__PROMPT__
If a line in the material below has the string "cloud", copy it out.

__DATA FOR PROCESSING__
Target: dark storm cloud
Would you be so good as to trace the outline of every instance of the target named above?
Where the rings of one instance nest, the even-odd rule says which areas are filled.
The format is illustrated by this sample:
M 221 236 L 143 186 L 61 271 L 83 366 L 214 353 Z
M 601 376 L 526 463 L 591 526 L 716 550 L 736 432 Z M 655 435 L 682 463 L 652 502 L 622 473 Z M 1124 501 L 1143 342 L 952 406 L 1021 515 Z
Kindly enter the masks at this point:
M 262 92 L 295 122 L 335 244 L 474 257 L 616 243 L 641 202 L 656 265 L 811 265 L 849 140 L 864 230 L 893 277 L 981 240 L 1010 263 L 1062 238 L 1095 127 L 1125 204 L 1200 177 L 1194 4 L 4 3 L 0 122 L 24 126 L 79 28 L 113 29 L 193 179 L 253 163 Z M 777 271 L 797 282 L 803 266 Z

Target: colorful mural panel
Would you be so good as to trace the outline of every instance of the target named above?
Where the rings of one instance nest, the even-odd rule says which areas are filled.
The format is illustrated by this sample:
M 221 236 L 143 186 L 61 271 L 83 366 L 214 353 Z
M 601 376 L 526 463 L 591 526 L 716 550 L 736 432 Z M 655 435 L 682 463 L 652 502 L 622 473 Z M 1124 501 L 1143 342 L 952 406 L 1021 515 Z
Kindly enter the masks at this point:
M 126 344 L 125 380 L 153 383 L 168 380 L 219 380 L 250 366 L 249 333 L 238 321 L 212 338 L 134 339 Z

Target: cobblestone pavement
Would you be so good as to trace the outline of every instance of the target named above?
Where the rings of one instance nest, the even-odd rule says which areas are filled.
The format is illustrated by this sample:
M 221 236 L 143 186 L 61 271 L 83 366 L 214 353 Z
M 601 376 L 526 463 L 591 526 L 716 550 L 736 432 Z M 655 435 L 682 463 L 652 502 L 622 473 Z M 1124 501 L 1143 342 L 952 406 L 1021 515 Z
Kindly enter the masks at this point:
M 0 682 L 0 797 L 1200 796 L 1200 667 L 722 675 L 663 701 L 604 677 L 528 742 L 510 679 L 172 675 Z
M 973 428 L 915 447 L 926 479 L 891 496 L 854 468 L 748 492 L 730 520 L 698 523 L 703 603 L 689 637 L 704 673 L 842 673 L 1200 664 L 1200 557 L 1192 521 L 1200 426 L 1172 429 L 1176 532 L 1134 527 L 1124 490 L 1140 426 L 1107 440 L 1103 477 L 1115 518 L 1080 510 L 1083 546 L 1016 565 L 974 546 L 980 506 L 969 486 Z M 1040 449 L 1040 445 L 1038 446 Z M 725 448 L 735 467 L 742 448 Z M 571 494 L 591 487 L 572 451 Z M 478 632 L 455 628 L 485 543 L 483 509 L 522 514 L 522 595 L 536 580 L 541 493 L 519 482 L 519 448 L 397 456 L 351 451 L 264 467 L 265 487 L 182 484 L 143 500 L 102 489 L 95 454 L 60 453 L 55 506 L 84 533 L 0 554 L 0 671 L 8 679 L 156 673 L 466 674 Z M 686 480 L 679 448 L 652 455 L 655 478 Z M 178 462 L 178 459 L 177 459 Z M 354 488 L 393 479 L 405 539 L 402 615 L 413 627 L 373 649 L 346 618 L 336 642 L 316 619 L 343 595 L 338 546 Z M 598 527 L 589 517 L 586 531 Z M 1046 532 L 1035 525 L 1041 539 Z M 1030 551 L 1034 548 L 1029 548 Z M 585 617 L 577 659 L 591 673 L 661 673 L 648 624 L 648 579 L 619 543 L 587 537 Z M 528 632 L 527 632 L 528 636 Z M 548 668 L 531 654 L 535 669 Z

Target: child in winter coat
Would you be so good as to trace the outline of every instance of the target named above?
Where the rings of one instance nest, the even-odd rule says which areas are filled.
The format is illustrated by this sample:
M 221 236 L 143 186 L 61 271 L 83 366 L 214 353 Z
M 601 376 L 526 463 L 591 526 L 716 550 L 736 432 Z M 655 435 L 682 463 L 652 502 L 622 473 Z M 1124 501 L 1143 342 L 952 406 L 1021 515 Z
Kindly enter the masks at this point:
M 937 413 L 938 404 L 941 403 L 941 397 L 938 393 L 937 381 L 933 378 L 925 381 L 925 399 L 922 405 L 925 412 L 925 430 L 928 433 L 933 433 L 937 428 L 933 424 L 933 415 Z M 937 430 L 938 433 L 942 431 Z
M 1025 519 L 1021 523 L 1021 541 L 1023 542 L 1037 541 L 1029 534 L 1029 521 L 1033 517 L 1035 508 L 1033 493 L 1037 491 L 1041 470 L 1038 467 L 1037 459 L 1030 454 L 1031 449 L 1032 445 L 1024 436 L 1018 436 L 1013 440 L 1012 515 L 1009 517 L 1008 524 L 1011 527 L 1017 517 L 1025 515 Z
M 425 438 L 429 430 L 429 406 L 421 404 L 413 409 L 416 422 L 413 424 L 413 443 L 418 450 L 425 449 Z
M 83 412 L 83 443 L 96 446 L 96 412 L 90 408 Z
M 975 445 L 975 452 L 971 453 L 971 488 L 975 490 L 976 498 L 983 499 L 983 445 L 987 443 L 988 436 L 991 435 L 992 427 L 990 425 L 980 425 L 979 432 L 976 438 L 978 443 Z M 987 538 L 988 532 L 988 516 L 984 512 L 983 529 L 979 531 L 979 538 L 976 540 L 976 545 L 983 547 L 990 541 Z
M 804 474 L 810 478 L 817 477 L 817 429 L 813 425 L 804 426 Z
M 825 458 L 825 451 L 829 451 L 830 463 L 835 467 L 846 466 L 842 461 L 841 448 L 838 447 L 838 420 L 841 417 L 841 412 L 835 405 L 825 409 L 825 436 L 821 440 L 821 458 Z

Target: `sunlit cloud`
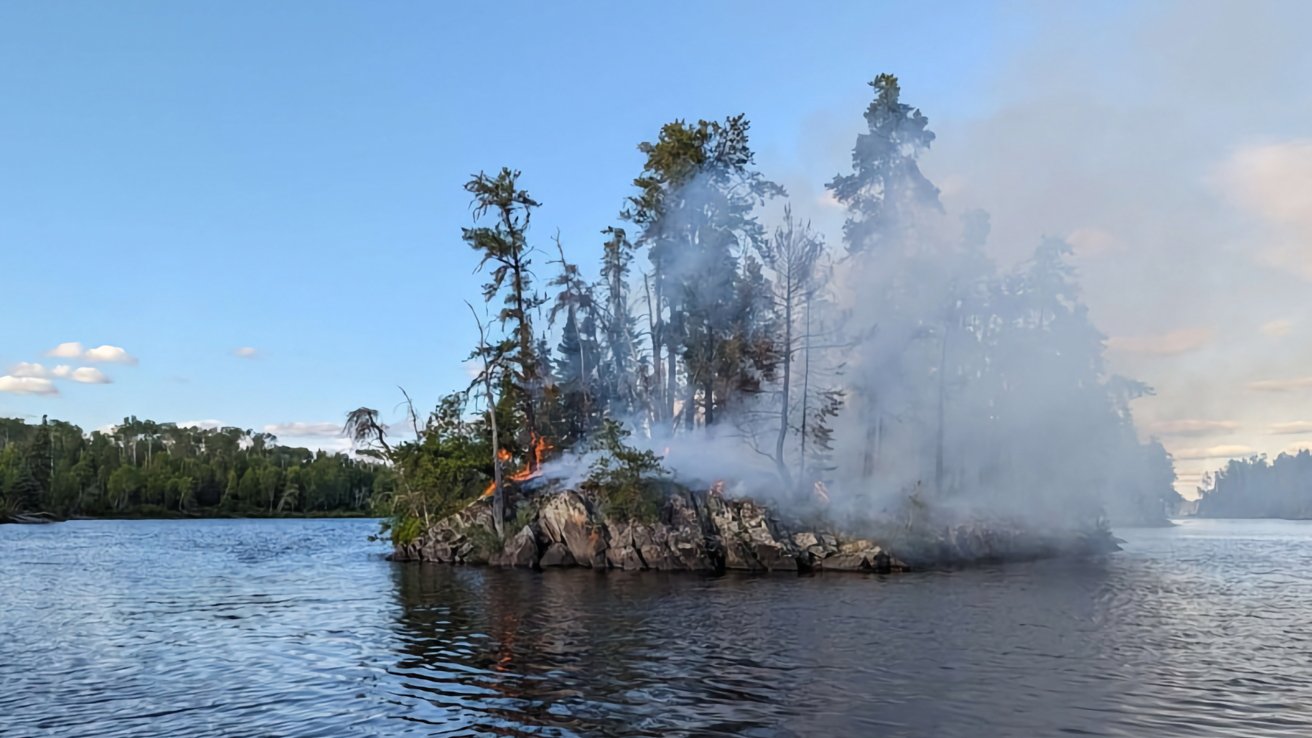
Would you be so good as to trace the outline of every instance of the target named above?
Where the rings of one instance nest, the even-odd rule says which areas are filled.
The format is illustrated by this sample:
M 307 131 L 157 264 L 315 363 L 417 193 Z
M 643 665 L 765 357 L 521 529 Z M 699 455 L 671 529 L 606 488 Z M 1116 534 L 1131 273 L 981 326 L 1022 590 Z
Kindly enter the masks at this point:
M 1240 456 L 1250 456 L 1257 451 L 1252 446 L 1243 446 L 1239 444 L 1228 444 L 1221 446 L 1207 446 L 1205 448 L 1182 448 L 1178 451 L 1172 451 L 1171 455 L 1177 459 L 1226 459 Z
M 11 395 L 57 395 L 59 389 L 54 382 L 43 377 L 15 377 L 6 374 L 0 377 L 0 392 Z
M 1284 453 L 1290 454 L 1291 456 L 1297 456 L 1303 451 L 1312 451 L 1312 442 L 1295 441 L 1288 446 L 1285 446 Z
M 1312 377 L 1294 377 L 1292 379 L 1262 379 L 1249 382 L 1248 388 L 1256 392 L 1296 392 L 1312 389 Z
M 1222 436 L 1238 429 L 1234 420 L 1160 420 L 1147 426 L 1154 436 Z
M 1269 323 L 1263 323 L 1262 327 L 1258 330 L 1262 331 L 1262 335 L 1264 336 L 1280 338 L 1281 336 L 1289 335 L 1289 332 L 1293 329 L 1294 322 L 1291 320 L 1273 320 Z
M 59 367 L 59 368 L 67 369 L 68 367 Z M 105 376 L 104 372 L 91 366 L 78 367 L 77 369 L 74 369 L 73 371 L 69 372 L 67 374 L 67 377 L 68 379 L 71 379 L 74 382 L 81 382 L 82 384 L 110 384 L 114 381 L 109 377 Z
M 9 368 L 11 377 L 29 377 L 33 379 L 44 379 L 50 376 L 50 370 L 41 364 L 20 361 Z
M 1107 349 L 1123 354 L 1179 356 L 1197 351 L 1211 341 L 1210 328 L 1185 328 L 1151 336 L 1114 336 L 1107 339 Z
M 199 430 L 214 430 L 216 428 L 223 428 L 227 424 L 224 423 L 222 420 L 210 419 L 210 420 L 183 420 L 178 423 L 175 423 L 175 425 L 177 425 L 179 428 L 197 428 Z
M 1300 433 L 1312 433 L 1312 421 L 1291 420 L 1288 423 L 1273 423 L 1267 431 L 1273 436 L 1294 436 Z
M 82 359 L 101 364 L 136 364 L 137 358 L 121 346 L 104 344 L 84 349 L 77 341 L 66 341 L 46 352 L 46 356 L 61 359 Z
M 1267 226 L 1270 243 L 1258 259 L 1312 280 L 1312 139 L 1237 149 L 1216 179 L 1231 203 Z
M 137 358 L 129 354 L 127 351 L 124 351 L 122 347 L 110 346 L 108 344 L 87 349 L 86 353 L 82 354 L 82 358 L 87 361 L 101 362 L 105 364 L 137 363 Z
M 55 356 L 62 359 L 76 359 L 82 356 L 82 344 L 77 341 L 68 341 L 46 352 L 46 356 Z
M 9 371 L 9 376 L 18 379 L 68 379 L 82 384 L 110 384 L 114 380 L 94 367 L 84 366 L 74 369 L 68 364 L 59 364 L 46 368 L 33 362 L 19 362 Z
M 253 346 L 242 346 L 232 350 L 232 355 L 239 359 L 254 359 L 260 355 L 258 349 Z

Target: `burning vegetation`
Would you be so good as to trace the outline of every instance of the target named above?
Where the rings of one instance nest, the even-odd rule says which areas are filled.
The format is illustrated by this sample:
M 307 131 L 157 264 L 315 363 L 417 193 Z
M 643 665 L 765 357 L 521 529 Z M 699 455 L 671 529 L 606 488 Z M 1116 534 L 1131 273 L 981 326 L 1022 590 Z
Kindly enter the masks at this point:
M 996 264 L 988 216 L 948 213 L 920 170 L 928 119 L 895 77 L 870 84 L 829 238 L 757 169 L 742 115 L 639 144 L 598 278 L 557 239 L 550 295 L 520 172 L 471 178 L 477 377 L 422 422 L 407 405 L 412 439 L 363 436 L 392 462 L 398 544 L 480 496 L 504 537 L 507 488 L 532 480 L 634 516 L 673 479 L 847 520 L 1162 517 L 1171 460 L 1129 410 L 1150 390 L 1105 371 L 1069 248 Z

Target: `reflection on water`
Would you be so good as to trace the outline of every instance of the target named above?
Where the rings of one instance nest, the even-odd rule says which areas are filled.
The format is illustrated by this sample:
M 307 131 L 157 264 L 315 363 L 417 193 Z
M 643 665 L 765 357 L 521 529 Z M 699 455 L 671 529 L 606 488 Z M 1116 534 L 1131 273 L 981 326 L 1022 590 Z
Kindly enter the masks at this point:
M 4 735 L 1312 734 L 1312 525 L 950 573 L 394 565 L 370 521 L 0 527 Z

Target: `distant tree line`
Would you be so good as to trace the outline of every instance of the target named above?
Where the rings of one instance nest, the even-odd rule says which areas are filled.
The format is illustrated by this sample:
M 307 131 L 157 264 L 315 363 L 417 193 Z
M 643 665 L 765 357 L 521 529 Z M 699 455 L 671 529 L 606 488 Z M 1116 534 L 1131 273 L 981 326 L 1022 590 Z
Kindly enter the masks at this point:
M 1199 517 L 1312 519 L 1312 452 L 1231 459 L 1198 491 Z
M 0 418 L 0 518 L 364 512 L 391 470 L 268 433 L 125 418 L 84 433 Z

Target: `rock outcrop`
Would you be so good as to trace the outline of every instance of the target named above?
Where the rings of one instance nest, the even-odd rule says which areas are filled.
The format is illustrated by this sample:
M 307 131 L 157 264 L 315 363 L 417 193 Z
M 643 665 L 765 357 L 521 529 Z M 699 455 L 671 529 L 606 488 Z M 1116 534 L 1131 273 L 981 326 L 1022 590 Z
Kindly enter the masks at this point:
M 597 499 L 577 490 L 521 494 L 511 502 L 518 522 L 507 523 L 504 540 L 484 499 L 398 545 L 392 558 L 533 569 L 886 573 L 1118 548 L 1102 528 L 1058 535 L 997 521 L 914 532 L 886 527 L 882 535 L 856 536 L 786 520 L 753 500 L 714 490 L 672 488 L 653 520 L 612 518 Z

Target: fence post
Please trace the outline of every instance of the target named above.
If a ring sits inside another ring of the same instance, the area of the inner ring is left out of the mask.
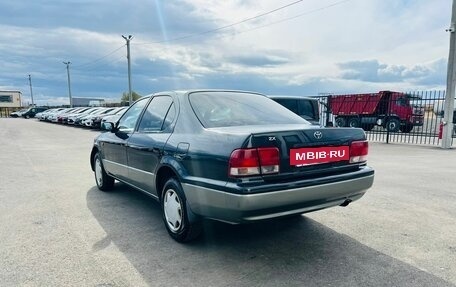
[[[386,143],[387,144],[389,143],[389,137],[390,137],[390,132],[389,132],[389,129],[387,128],[386,129]]]

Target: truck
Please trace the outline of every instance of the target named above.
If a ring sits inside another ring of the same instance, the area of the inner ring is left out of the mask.
[[[424,121],[424,107],[412,105],[413,99],[416,97],[393,91],[330,94],[327,109],[339,127],[360,127],[370,131],[378,125],[389,132],[409,133]]]

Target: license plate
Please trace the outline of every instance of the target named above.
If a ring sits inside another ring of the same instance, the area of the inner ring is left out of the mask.
[[[350,159],[348,146],[298,148],[290,150],[290,165],[302,166]]]

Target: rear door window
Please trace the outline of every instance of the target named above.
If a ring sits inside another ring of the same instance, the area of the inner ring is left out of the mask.
[[[138,132],[156,132],[163,129],[163,123],[172,107],[173,99],[169,96],[156,96],[147,106],[139,123]],[[170,116],[173,112],[171,112]]]

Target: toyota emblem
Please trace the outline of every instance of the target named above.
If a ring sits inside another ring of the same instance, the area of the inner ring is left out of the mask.
[[[319,140],[319,139],[321,139],[321,138],[323,137],[323,134],[322,134],[321,131],[316,131],[316,132],[314,132],[314,137],[315,137],[317,140]]]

__ANSWER TO THIS TASK__
Target: dark storm cloud
Target: `sunlit cloud`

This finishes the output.